* **Your goal**
Update the records starting at the line containing "Question. Point out every instance of the rear" and ending at the line containing "Query: red car in background" by replacing "rear engine grille" with "rear bumper" and leaving everything else unchanged, then give back only those lines.

-- BEGIN --

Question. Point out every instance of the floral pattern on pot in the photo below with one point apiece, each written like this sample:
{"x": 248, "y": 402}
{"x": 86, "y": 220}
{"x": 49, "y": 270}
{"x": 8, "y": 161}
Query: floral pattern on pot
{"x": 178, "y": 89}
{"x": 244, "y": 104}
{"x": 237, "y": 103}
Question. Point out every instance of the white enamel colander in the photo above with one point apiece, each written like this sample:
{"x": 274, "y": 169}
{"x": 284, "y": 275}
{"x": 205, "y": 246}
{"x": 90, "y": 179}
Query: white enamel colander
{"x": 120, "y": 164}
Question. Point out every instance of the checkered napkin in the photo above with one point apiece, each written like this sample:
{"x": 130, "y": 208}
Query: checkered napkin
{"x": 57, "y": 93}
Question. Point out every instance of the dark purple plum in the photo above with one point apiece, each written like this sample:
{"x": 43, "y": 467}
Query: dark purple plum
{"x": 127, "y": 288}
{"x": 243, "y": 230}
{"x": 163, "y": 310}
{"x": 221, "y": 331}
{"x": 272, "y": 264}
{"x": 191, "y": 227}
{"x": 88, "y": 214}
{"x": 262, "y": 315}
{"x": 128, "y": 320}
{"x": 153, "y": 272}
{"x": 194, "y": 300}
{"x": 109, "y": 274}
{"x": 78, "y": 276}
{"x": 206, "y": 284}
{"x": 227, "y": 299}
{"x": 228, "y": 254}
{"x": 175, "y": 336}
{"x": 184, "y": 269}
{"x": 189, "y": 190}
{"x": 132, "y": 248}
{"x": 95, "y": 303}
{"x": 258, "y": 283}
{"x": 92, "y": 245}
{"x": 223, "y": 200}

-- END --
-- BEGIN --

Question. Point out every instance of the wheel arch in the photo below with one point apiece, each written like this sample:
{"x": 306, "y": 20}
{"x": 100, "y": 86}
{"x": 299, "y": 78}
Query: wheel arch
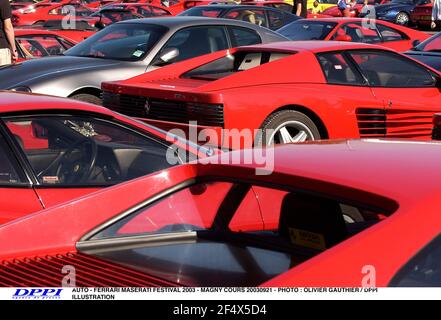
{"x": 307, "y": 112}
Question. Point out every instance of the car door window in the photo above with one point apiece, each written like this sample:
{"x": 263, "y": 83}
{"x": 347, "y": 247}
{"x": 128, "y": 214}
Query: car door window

-- END --
-- BEGIN --

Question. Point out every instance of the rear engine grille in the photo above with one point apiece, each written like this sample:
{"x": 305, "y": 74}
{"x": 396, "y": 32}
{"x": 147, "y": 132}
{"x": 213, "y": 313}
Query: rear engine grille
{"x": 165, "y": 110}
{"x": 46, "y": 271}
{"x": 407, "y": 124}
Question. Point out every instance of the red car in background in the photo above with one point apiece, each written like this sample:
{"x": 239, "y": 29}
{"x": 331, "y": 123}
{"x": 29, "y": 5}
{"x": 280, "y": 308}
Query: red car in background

-- END --

* **Complete answer**
Question. Point out every instance of the rear bumper in the photo above with one point apiece, each written like this sample:
{"x": 305, "y": 74}
{"x": 396, "y": 32}
{"x": 147, "y": 132}
{"x": 213, "y": 313}
Query: rear bumper
{"x": 165, "y": 110}
{"x": 46, "y": 271}
{"x": 407, "y": 124}
Question. Point out every instance of the red car in background in the photo above with one point apiece, each written like this sample:
{"x": 239, "y": 29}
{"x": 331, "y": 123}
{"x": 29, "y": 5}
{"x": 280, "y": 308}
Query: red car in background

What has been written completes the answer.